Data excerpts:
------------------------------------------------------------

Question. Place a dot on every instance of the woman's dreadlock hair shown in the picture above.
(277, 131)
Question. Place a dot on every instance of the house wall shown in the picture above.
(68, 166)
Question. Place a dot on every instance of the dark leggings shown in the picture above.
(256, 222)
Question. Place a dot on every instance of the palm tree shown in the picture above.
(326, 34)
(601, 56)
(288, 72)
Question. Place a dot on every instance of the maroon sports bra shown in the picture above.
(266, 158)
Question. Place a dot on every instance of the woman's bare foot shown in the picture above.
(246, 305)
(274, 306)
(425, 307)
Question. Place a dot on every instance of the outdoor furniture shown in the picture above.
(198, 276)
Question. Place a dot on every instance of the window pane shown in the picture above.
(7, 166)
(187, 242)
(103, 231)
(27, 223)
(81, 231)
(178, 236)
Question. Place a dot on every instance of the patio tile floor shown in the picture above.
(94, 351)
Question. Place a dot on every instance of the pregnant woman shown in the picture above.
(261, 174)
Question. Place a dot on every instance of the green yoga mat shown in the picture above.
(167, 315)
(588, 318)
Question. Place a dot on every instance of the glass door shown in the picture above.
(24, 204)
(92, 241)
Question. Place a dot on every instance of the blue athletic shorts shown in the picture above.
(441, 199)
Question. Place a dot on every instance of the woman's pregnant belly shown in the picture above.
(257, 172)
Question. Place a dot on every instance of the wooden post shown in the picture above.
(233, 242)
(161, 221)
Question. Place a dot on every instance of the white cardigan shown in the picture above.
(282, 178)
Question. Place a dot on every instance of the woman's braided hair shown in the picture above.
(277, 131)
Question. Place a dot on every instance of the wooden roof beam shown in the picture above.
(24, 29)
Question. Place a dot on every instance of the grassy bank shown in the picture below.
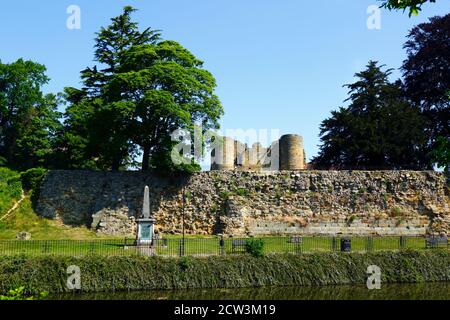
(102, 273)
(25, 219)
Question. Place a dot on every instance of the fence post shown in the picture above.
(369, 245)
(181, 247)
(222, 245)
(334, 244)
(402, 242)
(45, 247)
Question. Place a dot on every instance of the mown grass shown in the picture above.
(25, 219)
(117, 273)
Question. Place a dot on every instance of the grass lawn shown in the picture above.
(200, 246)
(25, 219)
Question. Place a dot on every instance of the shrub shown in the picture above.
(255, 247)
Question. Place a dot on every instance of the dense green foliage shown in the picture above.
(28, 118)
(149, 89)
(378, 130)
(21, 294)
(99, 273)
(10, 189)
(441, 154)
(426, 77)
(255, 247)
(414, 6)
(31, 182)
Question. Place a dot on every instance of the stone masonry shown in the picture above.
(253, 203)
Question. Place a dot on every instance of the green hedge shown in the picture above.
(100, 273)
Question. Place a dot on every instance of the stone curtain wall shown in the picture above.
(252, 203)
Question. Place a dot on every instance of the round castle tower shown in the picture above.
(292, 155)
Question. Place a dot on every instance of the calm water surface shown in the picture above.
(435, 291)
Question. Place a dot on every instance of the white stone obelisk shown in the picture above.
(146, 223)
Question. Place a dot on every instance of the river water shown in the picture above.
(429, 291)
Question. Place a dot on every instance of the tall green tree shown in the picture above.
(28, 118)
(96, 121)
(147, 89)
(413, 6)
(378, 130)
(426, 74)
(170, 90)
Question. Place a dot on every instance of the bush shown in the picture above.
(255, 247)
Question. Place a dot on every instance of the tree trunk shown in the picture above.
(115, 166)
(146, 157)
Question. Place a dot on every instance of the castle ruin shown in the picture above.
(286, 154)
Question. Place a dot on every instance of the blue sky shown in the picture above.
(278, 64)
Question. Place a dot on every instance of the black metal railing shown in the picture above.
(218, 246)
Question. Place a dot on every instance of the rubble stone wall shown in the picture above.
(253, 203)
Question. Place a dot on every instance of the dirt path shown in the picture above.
(15, 206)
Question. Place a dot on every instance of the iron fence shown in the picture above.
(217, 246)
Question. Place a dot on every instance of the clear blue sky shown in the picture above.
(278, 64)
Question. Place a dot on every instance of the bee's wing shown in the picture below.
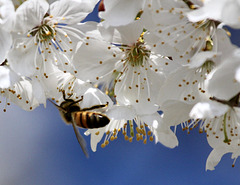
(80, 139)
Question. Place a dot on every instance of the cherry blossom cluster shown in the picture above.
(156, 63)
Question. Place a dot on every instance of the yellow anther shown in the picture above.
(149, 132)
(151, 138)
(112, 138)
(145, 141)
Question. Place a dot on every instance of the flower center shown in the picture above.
(43, 32)
(137, 54)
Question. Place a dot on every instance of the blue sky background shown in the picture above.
(38, 148)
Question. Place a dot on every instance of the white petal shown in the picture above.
(7, 77)
(30, 15)
(71, 11)
(7, 13)
(22, 55)
(221, 82)
(175, 112)
(94, 96)
(163, 133)
(38, 92)
(119, 112)
(6, 42)
(114, 14)
(130, 33)
(95, 60)
(209, 109)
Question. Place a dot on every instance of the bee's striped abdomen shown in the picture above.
(86, 119)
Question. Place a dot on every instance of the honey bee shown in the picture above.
(71, 113)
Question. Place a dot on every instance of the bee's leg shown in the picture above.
(95, 107)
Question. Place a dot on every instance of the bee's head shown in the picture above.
(67, 107)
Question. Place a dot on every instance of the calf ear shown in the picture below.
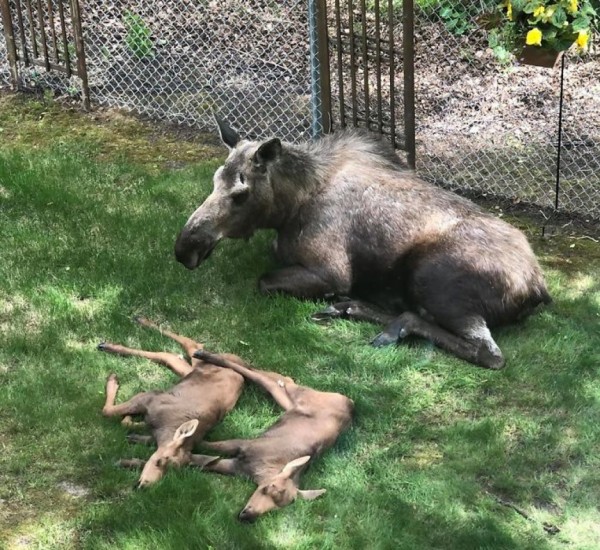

------------------------------------------------------------

Your instructions:
Render every line of the listing above as a Markdown table with the columns Row and Line, numbering the rows in order and skipping blank lines. Omit the pictures from the table.

Result of this exercise:
| Row | Line |
|---|---|
| 1 | Question. Place a dot on every instance of the woman's dreadlock hair shown in the picture above. |
| 2 | (277, 131) |
| 3 | Question. Place a dot on every instance of the house wall shown in the picture above. |
| 4 | (68, 166) |
| 5 | Question. Place a dot on every instance of the dark leggings shown in the picture above. |
| 6 | (256, 222) |
| 7 | Question. Place a dot on every instance of the palm tree shown in the picture above. |
| 8 | (326, 34) |
| 9 | (601, 56) |
| 10 | (288, 72) |
| 11 | Question. Place a dot on every instance of the maroon sports bra shown in the picture above. |
| 12 | (266, 158) |
| 13 | Question. Place a dot on every instance of the woman's bare foot shown in the picture above. |
| 14 | (246, 305) |
| 15 | (274, 306) |
| 16 | (425, 307) |
| 17 | Question. Place a dot on every instance of the outdoor furniture shown in the picture above. |
| 18 | (198, 276) |
| 19 | Question. Place a dot on every instance of the window pane shown in the picture above. |
| 20 | (7, 166) |
| 21 | (187, 242) |
| 22 | (103, 231) |
| 23 | (27, 223) |
| 24 | (81, 231) |
| 25 | (178, 236) |
| 26 | Question. Place a dot on every instance of the patio tile floor shown in the picture above. |
| 27 | (94, 351) |
| 28 | Question. Place a dot on every instance of the pregnant woman shown in the picture above. |
| 29 | (261, 174) |
| 30 | Question. Place a dot on every instance of the green yoga mat shown in the picture above. |
| 31 | (167, 315) |
| 32 | (588, 318) |
| 33 | Question. Place a dot on every instance of the glass door shown in the picture above. |
| 34 | (24, 204) |
| 35 | (92, 241) |
| 36 | Question. Place a dot on every instance of the blue athletic shorts shown in the picture above. |
| 37 | (441, 199) |
| 38 | Question. Place a dot on every instance of the woman's pregnant belly shown in the picture above. |
| 39 | (257, 172) |
| 40 | Question. Place a dot on every instance of the wooden post shown in the picture above. |
| 41 | (233, 242) |
| 42 | (161, 221) |
| 43 | Question. Place a dot on every instance of the white cardigan shown in the picture above. |
| 44 | (282, 178) |
| 45 | Question. Place a dot on every instance of the woman's braided hair shown in the picture above. |
| 46 | (277, 131) |
| 47 | Question. Place a dot on every instance of the wooden roof beam shown in the picture above. |
| 48 | (24, 29) |
| 49 | Question. Place a dot on every instance of the grassy bank shown in the picture below. |
| 50 | (102, 273) |
| 51 | (25, 219) |
| 52 | Question. Place a dot on every instance of the fence post shown in the picture above. |
| 53 | (369, 245) |
| 54 | (181, 247) |
| 55 | (222, 245) |
| 56 | (334, 244) |
| 57 | (402, 242) |
| 58 | (45, 247) |
| 59 | Question. Place a dot on every instance of the mown grass shown in the picture above. |
| 60 | (25, 219) |
| 61 | (117, 273) |
| 62 | Question. Place a dot on every instance of the grass lawn shown in the picture above. |
| 63 | (200, 246) |
| 64 | (25, 219) |
| 65 | Question. Place a dot on every instance of the shrub shown in the picture above. |
| 66 | (255, 247) |
| 67 | Question. Place a dot on every instance of the dense green foliage shown in the picture above. |
| 68 | (28, 118) |
| 69 | (149, 89) |
| 70 | (378, 130) |
| 71 | (21, 294) |
| 72 | (99, 273) |
| 73 | (10, 189) |
| 74 | (441, 154) |
| 75 | (426, 77) |
| 76 | (255, 247) |
| 77 | (414, 6) |
| 78 | (31, 182) |
| 79 | Question. Place a dot on every instance of the stone masonry shown in the picture above. |
| 80 | (253, 203) |
| 81 | Question. Place a dot on every instance of the green hedge shown in the picture above. |
| 82 | (100, 273) |
| 83 | Question. Place a dot on every instance of the stone curtain wall shown in the picture above. |
| 84 | (252, 203) |
| 85 | Question. Place a dot on every instance of the round castle tower shown in the picture above. |
| 86 | (292, 155) |
| 87 | Question. Place a dot on every instance of the calm water surface shown in the picture above. |
| 88 | (435, 291) |
| 89 | Question. Place a dot on every instance of the white stone obelisk shown in the picture above. |
| 90 | (146, 223) |
| 91 | Question. Place a dot on every instance of the river water shown in the picture above. |
| 92 | (429, 291) |
| 93 | Question. Place a dot on every instance of the tall green tree shown in the picture above. |
| 94 | (28, 118) |
| 95 | (96, 121) |
| 96 | (147, 89) |
| 97 | (413, 6) |
| 98 | (378, 130) |
| 99 | (426, 74) |
| 100 | (170, 90) |
| 101 | Question. Place a dot on every instance of the bush shown in the picture above. |
| 102 | (255, 247) |
| 103 | Question. Place a dot on every instance of the tree trunk shown in the picture above. |
| 104 | (115, 166) |
| 105 | (146, 157) |
| 106 | Question. Place a dot on every instance of the castle ruin shown in the picture above. |
| 107 | (286, 154) |
| 108 | Question. Place a dot on every instance of the blue sky shown in the picture above. |
| 109 | (278, 64) |
| 110 | Question. Place a dot on every instance of the black metal railing shown in the picture above. |
| 111 | (218, 246) |
| 112 | Question. Place a dot on every instance of the rubble stone wall shown in the picture above. |
| 113 | (253, 203) |
| 114 | Question. Place a dot on every instance of the dirt path shown in the picture above. |
| 115 | (15, 206) |
| 116 | Question. Place a dot on every instance of the iron fence shown in the picture above. |
| 117 | (217, 246) |
| 118 | Question. Place a dot on every instance of the clear blue sky shown in the picture above. |
| 119 | (278, 64) |
| 120 | Question. Place a dot on every instance of the bee's wing shown in the picture below. |
| 121 | (80, 139) |
| 122 | Question. Place a dot on every instance of the cherry blossom cluster shown in the picture above. |
| 123 | (156, 63) |
| 124 | Question. Place a dot on every instance of the yellow anther shown in the picture above. |
| 125 | (149, 132) |
| 126 | (151, 138) |
| 127 | (112, 138) |
| 128 | (145, 141) |
| 129 | Question. Place a dot on every instance of the flower center shown in the picture above. |
| 130 | (43, 32) |
| 131 | (137, 54) |
| 132 | Question. Place a dot on every instance of the blue sky background shown in the picture above. |
| 133 | (38, 148) |
| 134 | Question. Place a dot on every instance of the white petal shown in the picture above. |
| 135 | (7, 77) |
| 136 | (30, 15) |
| 137 | (71, 11) |
| 138 | (7, 13) |
| 139 | (22, 55) |
| 140 | (221, 82) |
| 141 | (175, 112) |
| 142 | (94, 96) |
| 143 | (163, 133) |
| 144 | (38, 92) |
| 145 | (119, 112) |
| 146 | (6, 42) |
| 147 | (114, 14) |
| 148 | (130, 33) |
| 149 | (95, 60) |
| 150 | (209, 109) |
| 151 | Question. Place a dot on every instance of the bee's striped abdomen shown in the picture above. |
| 152 | (86, 119) |
| 153 | Question. Place a dot on every instance of the honey bee shown in the picture above. |
| 154 | (71, 113) |
| 155 | Question. Place a dot on every instance of the bee's leg shown in the picture above. |
| 156 | (95, 107) |
| 157 | Question. Place a dot on every instance of the bee's head shown in the picture above. |
| 158 | (67, 107) |
| 159 | Question. Place a dot on every instance of the calf ear shown in the picture below. |